— Documento —
^^^^
¿Habrá más suerte esta vez con esa llamita que
empieza a titilar una vez más en medio del ventarrón? Hay que desearlo
ardientemente, por Israel, por Palestina, por el Medio Oriente y por el mundo
entero, pues si palestinos e israelíes llegan por fin a un acuerdo sensato y
justo para coexistir en la paz y la colaboración, se habrá resuelto uno de los
conflictos más graves y potencialmente más capaces de sepultar a buena parte
del planeta en una guerra de proporciones cataclísmicas.
Pero, no hay que engañarse, los obstáculos para
este acuerdo son enormes y han frustrado hasta ahora todos los intentos de
lograrlo, pese a que ambas partes aceptan, en principio, la idea de que dos
Estados independientes compartan la región y se establezca un sistema que
garantice de manera inequívoca la seguridad de Israel. Los problemas comienzan
cuando se trata de establecer la naturaleza y los límites de estos Estados
soberanos. La Autoridad Palestina reclama para el Estado palestino los
territorios que la división de la región por las Naciones Unidas le otorgaba
antes de la Guerra de los Seis Días de 1967, cuando Israel ocupó Jerusalén
oriental y buena parte de Cisjordania, una zona que hoy en día está
literalmente sembrada de asentamientos donde viven -armados hasta los dientes-
más de medio millón de colonos israelíes, convencidos de que aquellas tierras
les corresponden por derecho divino y prefiguran lo que será su designio final: Eretz
Yisrael , La Tierra de Israel bíblico, que abarque desde el
Mediterráneo hasta el Jordán. Los colonos no sólo no quieren un Estado
palestino; harán todo lo que sea necesario para impedir que nazca.
^^^^
— Entradas de datos —
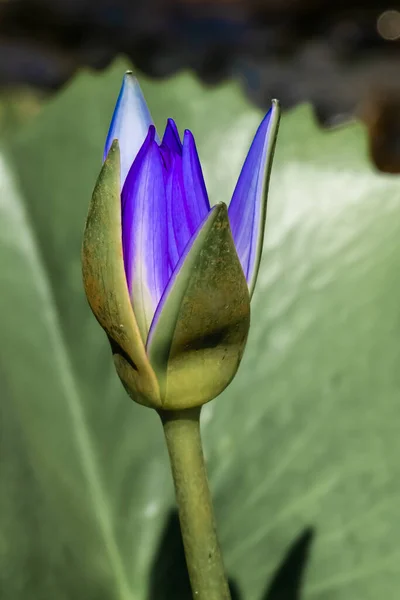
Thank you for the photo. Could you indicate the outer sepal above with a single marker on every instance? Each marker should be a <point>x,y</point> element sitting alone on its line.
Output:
<point>200,331</point>
<point>106,288</point>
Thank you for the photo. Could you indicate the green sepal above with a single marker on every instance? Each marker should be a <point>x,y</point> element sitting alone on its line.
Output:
<point>106,288</point>
<point>199,339</point>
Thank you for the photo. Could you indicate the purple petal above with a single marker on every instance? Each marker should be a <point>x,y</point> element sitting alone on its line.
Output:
<point>183,218</point>
<point>171,139</point>
<point>197,204</point>
<point>145,232</point>
<point>171,282</point>
<point>130,123</point>
<point>247,209</point>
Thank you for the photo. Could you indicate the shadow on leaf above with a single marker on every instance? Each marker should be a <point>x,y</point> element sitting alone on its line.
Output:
<point>169,578</point>
<point>287,581</point>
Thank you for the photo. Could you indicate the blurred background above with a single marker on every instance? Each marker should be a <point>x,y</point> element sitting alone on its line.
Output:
<point>303,447</point>
<point>342,57</point>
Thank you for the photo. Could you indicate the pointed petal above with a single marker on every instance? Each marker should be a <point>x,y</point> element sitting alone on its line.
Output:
<point>171,139</point>
<point>130,123</point>
<point>195,189</point>
<point>105,284</point>
<point>247,210</point>
<point>145,232</point>
<point>200,328</point>
<point>184,217</point>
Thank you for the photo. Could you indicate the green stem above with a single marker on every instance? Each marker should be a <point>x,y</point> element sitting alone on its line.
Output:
<point>196,515</point>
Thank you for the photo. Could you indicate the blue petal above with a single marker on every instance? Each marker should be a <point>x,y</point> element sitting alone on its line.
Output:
<point>187,203</point>
<point>145,232</point>
<point>171,139</point>
<point>130,123</point>
<point>247,210</point>
<point>197,204</point>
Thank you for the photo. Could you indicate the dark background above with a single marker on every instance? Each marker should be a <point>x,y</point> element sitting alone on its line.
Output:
^^^^
— Descripción del ejercicio —
¿Puedes proseguir el texto sobre el conflicto entre israelíes y palestinos a partir de su última oración? Para esto no hacen falta las entradas.

— Respuesta —
Al movimiento ultra e intransigente de los colonos
equivale, en el ámbito palestino, Hamas, una organización que practica el
terrorismo, no reconoce el derecho a la existencia de Israel, quiere echar a
los judíos al mar y tiene en la actualidad el control absoluto de la Franja de
Gaza y un incierto pero abundante número de partidarios entre los palestinos
que viven bajo la autoridad del gobierno de Mahmoud Abbas, controlado por
Al-Fatah, adversario acérrimo de Hamas. Así como los colonos, cada vez que han
querido frenar o impedir las negociaciones instalan un nuevo asentimiento
ilegal que el gobierno israelí se siente obligado a proteger enviando al
Ejército, Hamas, que ha visto siempre con hostilidad la posibilidad de una
solución pacífica y negociada con Israel, dispara cohetes desde la Franja de
Gaza, que causan destrozos y víctimas en granjas, comunas y ciudades de Israel,
lo que, naturalmente, provoca represalias y encrespa el ambiente hasta hacerlo
irrespirable para cualquier negociación.
Sin embargo, nada de esto debería bastar para
impedir que, por encima o por debajo del fanatismo, los chantajes y sabotajes
recíprocos, se impongan la sensatez y la razón. Ocurrió ya una vez, cuando los
acuerdos de Oslo pusieron en marcha una dinámica de paz que levantó enormes
esperanzas tanto entre los hombres y mujeres comunes y corrientes de Israel
como en las ciudades palestinas. Yo estuve allí en esos días de 1993, y la
atmósfera que se vivía era exultante. Y es probable que, sin el asesinato de
Rabin, el proceso hubiera continuado hasta forjar una paz definitiva.
Resucitó siete años después, en 2000 y 2001, por
insistencia del presidente Clinton, y probablemente en aquellas conversaciones,
primero en Camp David, Washington, y luego en Taba, Egipto, es cuando estuvo
más cerca de forjarse un acuerdo serio y sostenido entre ambos adversarios.
Israel, a través del gobierno de Ehud Barak, hizo en aquella ocasión una oferta
que Arafat (bueno, la OLP) cometió la verdadera locura de rechazar, pues
proponía devolver cerca del 95% de los territorios ocupados en la orilla
occidental del Jordán y por primera vez aceptaba que Jerusalén oriental fuera
la capital del futuro Estado palestino. El rechazo de esta oferta, que
implicaba muy importantes concesiones de lo que hasta entonces había sido la
postura de todos los gobiernos israelíes, tuvo efectos trágicos. El peor: la
opinión pública israelí, profundamente frustrada por lo ocurrido, concluyó que
un acuerdo era simplemente imposible y que Israel no tenía otro camino que
imponer la paz a su manera. Eso explica la subida al poder de Sharon, con la
tesis de que la solución la buscaría Israel por la fuerza, y luego de Netanyahu
y el desplome monumental del movimiento pacifista de Paz Ahora y la izquierda
más conciliadora israelí. Aquel fracaso, además de las acusaciones de
corrupción y mal gobierno, contribuyó también decisivamente a debilitar a
Al-Fatah y permitir el crecimiento de Hamas y a popularizar su prédica
extremista contraria a todo acuerdo.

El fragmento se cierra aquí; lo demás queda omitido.